Task 1: In the function documentation, how are the elements of the location vector interpreted when they are not named?
Task 2: Collect every line of the listing that contains the string "loop", matching case exactly.

Text shown:
▼

#' List, download or convert to chillR format data from the Global Summary of
#' the Day database
#'
#' @description This function can do three things related to the Global Summary of the Day
#' ("GSOD") database from the National Climatic Data Centre (NCDC) of the
#' National Oceanic and Atmospheric Administration (NOAA): \itemize{
#'
#' \item{1. It can list stations that are close to a specified position (geographic coordinates).}
#'
#' \item{2. It can retrieve weather data for a named weather station (or a vector of multiple stations).
#' For the name, the chillRcode from the list returned by the \code{list_stations} operation
#' should be used.}
#'
#' \item{3. It can 'clean' downloaded data (for one or multiple stations), so that they can easily be used in chillR
#'
#' Which of these functions is carried out depends on the action argument.}}
#'
#' This function can run independently, but it is also called by the
#' \code{\link{get_weather}} and \code{\link{weather2chillR}} functions, which some users might find a bit
#' easier to handle.
#'
#' @details The GSOD database is described here:
#'
#' under the \code{'list_stations'} mode, several formats are possible for specifying
#' the location vector, which can consist of either two or three coordinates
#' (it can include elevation). Possible formats include \code{c(1, 2, 3)}, \code{c(1, 2)},
#' \code{c(x = 1, y = 2, z = 3)}, \code{c(lat = 2, long = 1, elev = 3)}. If elements of the vector are not
#' names, they are interpreted as c(Longitude, Latitude, Elevation).

▲

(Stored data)

▼

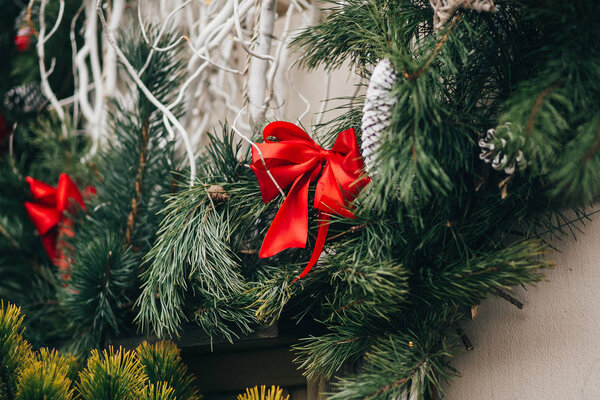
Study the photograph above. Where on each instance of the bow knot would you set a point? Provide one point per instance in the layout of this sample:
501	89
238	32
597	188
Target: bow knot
295	160
324	155
48	209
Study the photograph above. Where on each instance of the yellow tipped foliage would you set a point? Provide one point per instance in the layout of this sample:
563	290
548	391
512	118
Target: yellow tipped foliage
152	372
112	375
274	393
15	352
46	378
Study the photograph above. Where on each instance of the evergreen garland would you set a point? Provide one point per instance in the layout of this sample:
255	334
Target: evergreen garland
134	173
437	230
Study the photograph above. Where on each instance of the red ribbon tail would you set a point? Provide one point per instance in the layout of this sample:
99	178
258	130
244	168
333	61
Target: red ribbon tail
319	245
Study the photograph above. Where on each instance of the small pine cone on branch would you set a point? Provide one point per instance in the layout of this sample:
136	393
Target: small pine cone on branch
444	9
492	153
377	111
217	194
25	99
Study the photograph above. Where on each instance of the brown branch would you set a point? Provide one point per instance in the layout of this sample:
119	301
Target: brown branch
420	71
352	229
509	298
249	251
347	306
135	201
538	105
464	338
107	273
594	148
354	339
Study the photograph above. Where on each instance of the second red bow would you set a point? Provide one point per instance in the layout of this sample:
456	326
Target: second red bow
295	159
47	212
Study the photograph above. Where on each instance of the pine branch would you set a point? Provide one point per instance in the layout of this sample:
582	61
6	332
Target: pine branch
138	183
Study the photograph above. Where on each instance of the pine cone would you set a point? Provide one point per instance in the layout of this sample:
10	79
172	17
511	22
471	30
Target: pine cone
25	99
491	152
377	111
444	9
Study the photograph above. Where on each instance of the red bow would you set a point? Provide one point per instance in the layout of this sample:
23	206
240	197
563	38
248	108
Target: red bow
47	213
296	160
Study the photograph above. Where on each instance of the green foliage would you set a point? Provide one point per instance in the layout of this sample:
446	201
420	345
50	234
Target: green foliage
164	368
192	267
27	276
134	173
437	230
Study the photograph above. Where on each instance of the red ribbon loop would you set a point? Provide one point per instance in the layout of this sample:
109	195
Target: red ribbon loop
47	212
295	161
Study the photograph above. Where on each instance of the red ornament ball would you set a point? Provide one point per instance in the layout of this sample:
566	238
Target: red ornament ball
23	38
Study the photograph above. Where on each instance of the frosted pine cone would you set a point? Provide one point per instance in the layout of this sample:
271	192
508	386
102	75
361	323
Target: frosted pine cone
377	112
491	152
24	99
444	9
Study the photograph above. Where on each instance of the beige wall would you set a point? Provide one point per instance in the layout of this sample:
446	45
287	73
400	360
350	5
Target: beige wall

▲

Expected output 1: They are interpreted as c(Longitude, Latitude, Elevation).

Expected output 2:
Study the photograph above. Where on each instance of the red ribbon loop would you set a point? Provide one point per instance in the layout of this sample:
Target: red ribbon loop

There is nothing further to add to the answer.